◆ PROBLEM DETAILS ◆
Turn the material below into a JSON list of strings with one string per line. Skip blank lines and leave the pictures out.

---------- RECORD LIST ----------

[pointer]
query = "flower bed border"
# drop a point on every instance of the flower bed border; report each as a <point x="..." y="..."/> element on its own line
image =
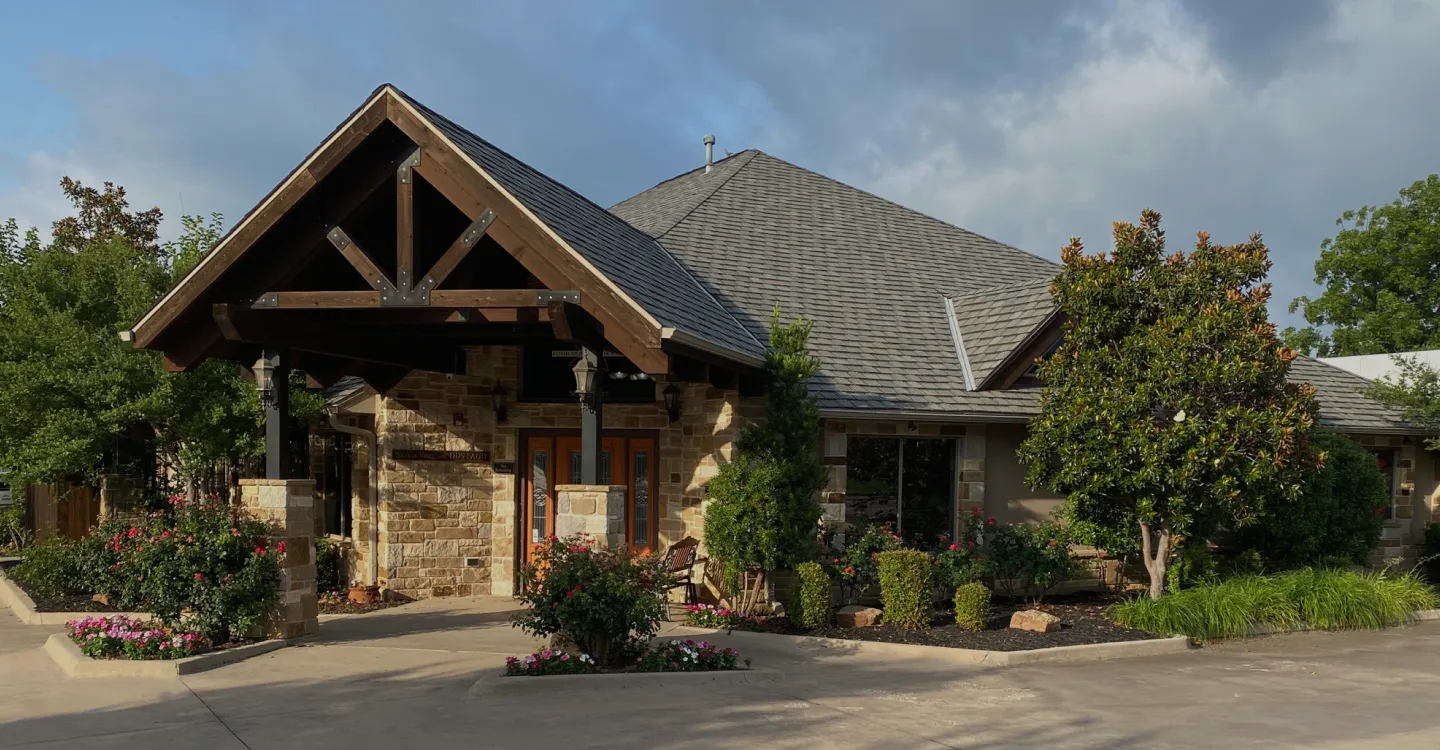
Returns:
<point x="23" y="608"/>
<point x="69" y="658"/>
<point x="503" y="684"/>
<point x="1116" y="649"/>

----------

◆ TASK ANSWER ◆
[
  "[pointer]",
  "query = \"flower bed border\"",
  "# drop a point on every instance of the flower bed border; report each as a <point x=\"...\" y=\"...\"/> element on its own line",
  "image =",
  "Returns:",
  "<point x=\"23\" y=\"608\"/>",
  "<point x=\"69\" y=\"658\"/>",
  "<point x=\"503\" y=\"684\"/>",
  "<point x=\"1116\" y=\"649\"/>"
]